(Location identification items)

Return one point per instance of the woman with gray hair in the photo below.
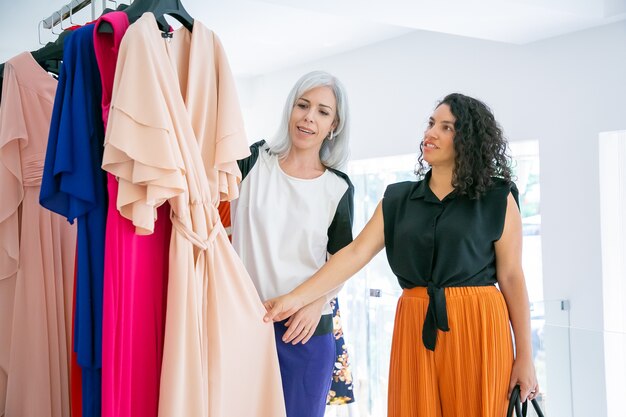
(295, 208)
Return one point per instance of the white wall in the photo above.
(613, 221)
(562, 91)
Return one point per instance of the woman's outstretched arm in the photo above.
(335, 272)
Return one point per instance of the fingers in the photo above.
(309, 336)
(274, 312)
(305, 334)
(534, 392)
(293, 331)
(528, 391)
(512, 385)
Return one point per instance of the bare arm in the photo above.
(513, 286)
(335, 272)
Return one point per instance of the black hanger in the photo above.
(104, 26)
(175, 9)
(51, 55)
(159, 8)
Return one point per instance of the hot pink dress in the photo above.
(135, 279)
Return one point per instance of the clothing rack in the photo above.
(69, 10)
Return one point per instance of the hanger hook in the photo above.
(52, 25)
(39, 25)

▶ **Task objective**
Please copy the lines above exactly, leaving out the picture.

▶ **Expected answer**
Return one point per instance of the woman with gray hair in the photo below.
(295, 208)
Return one point per instance of the white wall in the photo above.
(613, 221)
(562, 91)
Return one point per instance of the woman's outstretched arm in the photo above.
(335, 272)
Return one point per instance of the fingers in the photo above.
(309, 336)
(274, 312)
(305, 334)
(534, 392)
(293, 331)
(528, 391)
(512, 385)
Return one point per instance of the bare arm in the photo above.
(513, 286)
(335, 272)
Return one point per instance of the black hanger in the photo above.
(104, 26)
(175, 9)
(51, 55)
(159, 8)
Return one point per instance of the hot pink dress in the photo above.
(135, 279)
Return one point per instance of the clothing rack in the photo above.
(69, 10)
Return one point per instance of the hanger hook in the photo above.
(52, 25)
(39, 25)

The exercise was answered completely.